Vorbei die Zeiten, in denen es genügte, braungebrannt, jung und dynamisch zu sein, um als leistungsfähiger Bürger zu gelten. „Deshalb der Griff zu Gold. Denn Gold versinnbildlicht Glanz, Glamour und Reichtum durch Leistung.“ Wer nicht reich ist, tut so, als ob er Reichtum am Leibe trage – mit goldgetränktem Plastikshirt. Besonders Männer, weiß Sprai, lieben es, die Frau an ihrer Seite ostentativ zu begehrten „Exhibitionsobjekten“ ihrer gesellschaftlichen Stellung zu machen. Derzeit sind zu diesem Behufe goldene Hot pants über den Formen der Freundin absolut en vogue.

„Selbstverständlich hat Gold auch eine erotische Komponente. Denn nichts ist so sexy wie Erfolg“, versichert Sprai. Kein Wunder, daß im alten Griechenland all die griechischen Helden ausrückten, um sich mit dem reichen Glanz des goldenen Vlieses zu schmücken. Gold war eben schon immer der Knaller. Und nun?

ARBEITSANWEISUNGEN:
1 – Was ist laut dem Seitenauszug derzeit über den Formen der Freundin absolut en vogue?
2 – Finde alle Zeilen, in denen das Wort „black“ vorkommt, und schreib sie ab; Groß- und Kleinschreibung zählt dabei.
Seitenauszug und Zeilen haben inhaltlich nichts miteinander zu tun.

GEZEIGTE ZEILEN:
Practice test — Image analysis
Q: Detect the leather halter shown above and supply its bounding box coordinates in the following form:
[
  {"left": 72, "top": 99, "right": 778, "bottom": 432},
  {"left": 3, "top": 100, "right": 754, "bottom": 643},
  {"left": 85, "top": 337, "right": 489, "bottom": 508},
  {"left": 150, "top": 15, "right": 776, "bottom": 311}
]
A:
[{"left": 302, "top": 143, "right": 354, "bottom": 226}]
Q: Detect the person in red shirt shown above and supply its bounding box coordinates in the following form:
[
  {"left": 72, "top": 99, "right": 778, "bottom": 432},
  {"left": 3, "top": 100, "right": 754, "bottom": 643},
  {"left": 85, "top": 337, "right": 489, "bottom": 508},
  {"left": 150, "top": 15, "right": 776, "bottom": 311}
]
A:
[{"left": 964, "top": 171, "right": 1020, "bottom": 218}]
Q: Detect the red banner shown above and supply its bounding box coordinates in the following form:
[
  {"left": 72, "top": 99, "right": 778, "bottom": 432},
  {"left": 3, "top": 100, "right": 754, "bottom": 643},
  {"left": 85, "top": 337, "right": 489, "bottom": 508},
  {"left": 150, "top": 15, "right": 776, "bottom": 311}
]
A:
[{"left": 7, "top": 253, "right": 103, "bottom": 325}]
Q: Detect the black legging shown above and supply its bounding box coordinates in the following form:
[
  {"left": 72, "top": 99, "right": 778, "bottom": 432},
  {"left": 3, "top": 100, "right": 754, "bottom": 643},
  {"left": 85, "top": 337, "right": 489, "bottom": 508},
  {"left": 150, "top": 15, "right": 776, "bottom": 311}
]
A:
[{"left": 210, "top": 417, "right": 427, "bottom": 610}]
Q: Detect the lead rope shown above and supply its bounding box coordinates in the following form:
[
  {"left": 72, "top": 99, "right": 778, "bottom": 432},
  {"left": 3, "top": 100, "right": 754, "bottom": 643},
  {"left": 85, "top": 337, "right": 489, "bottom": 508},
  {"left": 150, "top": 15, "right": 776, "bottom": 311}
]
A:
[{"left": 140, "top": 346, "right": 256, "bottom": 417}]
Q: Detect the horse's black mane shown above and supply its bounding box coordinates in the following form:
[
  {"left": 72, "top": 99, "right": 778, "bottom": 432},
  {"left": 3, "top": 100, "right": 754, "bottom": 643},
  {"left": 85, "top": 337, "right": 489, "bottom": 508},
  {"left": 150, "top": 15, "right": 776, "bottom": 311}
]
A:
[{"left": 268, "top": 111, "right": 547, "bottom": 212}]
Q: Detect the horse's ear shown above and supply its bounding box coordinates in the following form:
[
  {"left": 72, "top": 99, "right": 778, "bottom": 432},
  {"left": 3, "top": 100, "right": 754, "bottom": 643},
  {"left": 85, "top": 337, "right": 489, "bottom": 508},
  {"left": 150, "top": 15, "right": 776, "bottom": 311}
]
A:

LÖSUNGEN PRO AUFGABE:
1 – Goldene Hot pants.

2 –
Q: Detect the black legging shown above and supply its bounding box coordinates in the following form:
Q: Detect the horse's black mane shown above and supply its bounding box coordinates in the following form:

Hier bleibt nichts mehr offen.